**Exercise brief**
Below are some entries; can you quote all of them exactly?

**Provided entries**
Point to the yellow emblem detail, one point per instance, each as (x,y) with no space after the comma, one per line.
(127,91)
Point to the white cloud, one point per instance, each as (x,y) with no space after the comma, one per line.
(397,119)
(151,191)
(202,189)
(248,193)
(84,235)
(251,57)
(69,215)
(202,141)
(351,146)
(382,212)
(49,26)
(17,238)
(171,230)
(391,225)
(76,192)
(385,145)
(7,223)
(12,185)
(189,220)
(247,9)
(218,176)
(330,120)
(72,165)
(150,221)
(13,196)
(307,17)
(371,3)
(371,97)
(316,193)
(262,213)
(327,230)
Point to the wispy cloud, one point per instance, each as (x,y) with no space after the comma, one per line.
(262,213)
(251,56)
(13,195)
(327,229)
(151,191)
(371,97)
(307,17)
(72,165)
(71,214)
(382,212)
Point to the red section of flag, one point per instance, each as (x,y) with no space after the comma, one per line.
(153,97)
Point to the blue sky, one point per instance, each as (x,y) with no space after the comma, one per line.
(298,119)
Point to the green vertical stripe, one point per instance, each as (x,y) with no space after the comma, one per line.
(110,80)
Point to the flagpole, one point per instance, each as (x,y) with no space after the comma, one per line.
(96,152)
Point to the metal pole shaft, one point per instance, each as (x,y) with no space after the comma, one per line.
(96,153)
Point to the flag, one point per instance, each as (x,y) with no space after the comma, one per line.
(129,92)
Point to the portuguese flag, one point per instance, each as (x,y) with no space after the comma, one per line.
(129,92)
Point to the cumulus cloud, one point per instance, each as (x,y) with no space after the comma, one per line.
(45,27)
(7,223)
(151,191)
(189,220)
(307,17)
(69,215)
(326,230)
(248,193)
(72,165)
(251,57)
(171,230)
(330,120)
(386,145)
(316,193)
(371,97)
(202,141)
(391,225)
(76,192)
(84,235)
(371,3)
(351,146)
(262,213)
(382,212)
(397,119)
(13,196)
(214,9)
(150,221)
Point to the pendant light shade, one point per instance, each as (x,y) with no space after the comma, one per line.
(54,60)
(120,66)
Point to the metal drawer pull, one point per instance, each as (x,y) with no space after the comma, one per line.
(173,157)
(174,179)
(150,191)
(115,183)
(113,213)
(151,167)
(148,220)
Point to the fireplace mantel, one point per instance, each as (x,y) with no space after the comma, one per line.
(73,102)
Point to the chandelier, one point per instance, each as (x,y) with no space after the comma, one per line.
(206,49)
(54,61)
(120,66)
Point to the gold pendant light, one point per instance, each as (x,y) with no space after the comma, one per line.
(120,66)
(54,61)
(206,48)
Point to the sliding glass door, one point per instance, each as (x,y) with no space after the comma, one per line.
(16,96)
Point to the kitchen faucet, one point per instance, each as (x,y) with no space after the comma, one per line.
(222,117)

**Solution**
Point to the yellow emblem detail, one point per instance, each as (x,y) with no space after the comma, one per line.
(127,91)
Point to the white cloud, one point per instance, each as (x,y) with no space after the comma, one per line.
(397,119)
(151,191)
(202,189)
(248,193)
(84,235)
(251,57)
(69,215)
(202,141)
(351,146)
(382,212)
(49,26)
(17,238)
(171,230)
(391,225)
(76,192)
(385,145)
(7,223)
(12,185)
(189,220)
(247,9)
(218,176)
(330,120)
(72,165)
(150,221)
(13,196)
(307,17)
(371,3)
(371,97)
(316,193)
(262,213)
(327,230)
Point to the wispy cloud, one point per instance, each as (x,y) with no space after the comma, one per line.
(262,213)
(251,56)
(13,195)
(327,229)
(151,191)
(371,97)
(307,17)
(72,165)
(71,214)
(382,212)
Point to the red section of flag, one point per instance, each as (x,y) with no space after the comma, one per line.
(153,97)
Point to the blue sky, one point per instance, each as (x,y) with no space after the comma, one per line.
(298,119)
Point to the green vertical stripe, one point per instance, each as (x,y) with no space after the comma, one per line.
(110,80)
Point to the flagpole, one point per instance, each as (x,y) with no space after the comma, one per line.
(96,152)
Point to the metal pole shaft, one point per instance, each as (x,y) with no space after the comma, one per line.
(96,153)
Point to the flag, one point per instance, each as (x,y) with no space after the comma, one per line.
(129,92)
Point to the portuguese flag, one point per instance, each as (x,y) with no space after the comma, one per line.
(129,92)
Point to the cumulus cloud, one point per instance, each as (x,y) with no space after the comma, one per line.
(45,27)
(7,223)
(151,191)
(189,220)
(307,17)
(69,215)
(326,230)
(248,193)
(72,165)
(251,57)
(171,230)
(330,120)
(386,145)
(316,193)
(371,97)
(202,141)
(391,225)
(76,192)
(84,235)
(371,3)
(351,146)
(262,213)
(382,212)
(397,119)
(13,196)
(214,9)
(150,221)
Point to the pendant light shade, one point per instance, each as (x,y) with no space after the comma, one per line.
(54,60)
(120,66)
Point to the metal drawer pull, one point per instance, each as (x,y) with no space after the comma, one per line.
(173,157)
(174,179)
(150,191)
(115,183)
(113,213)
(151,167)
(148,220)
Point to the fireplace mantel, one point per instance, each as (x,y) with no space after the comma, one per line.
(73,102)
Point to the chandelier, one point per instance, each as (x,y) with no space after the comma, one per line.
(206,49)
(54,61)
(120,66)
Point to the gold pendant light, one point per instance, each as (x,y) with no space after the comma, one per line.
(120,66)
(54,61)
(206,48)
Point to the sliding glass door, one point per instance, each as (x,y) with no space after the comma, one per line.
(16,96)
Point to the kitchen faucet, one point per instance, each as (x,y) with no space after the comma, one per line.
(222,117)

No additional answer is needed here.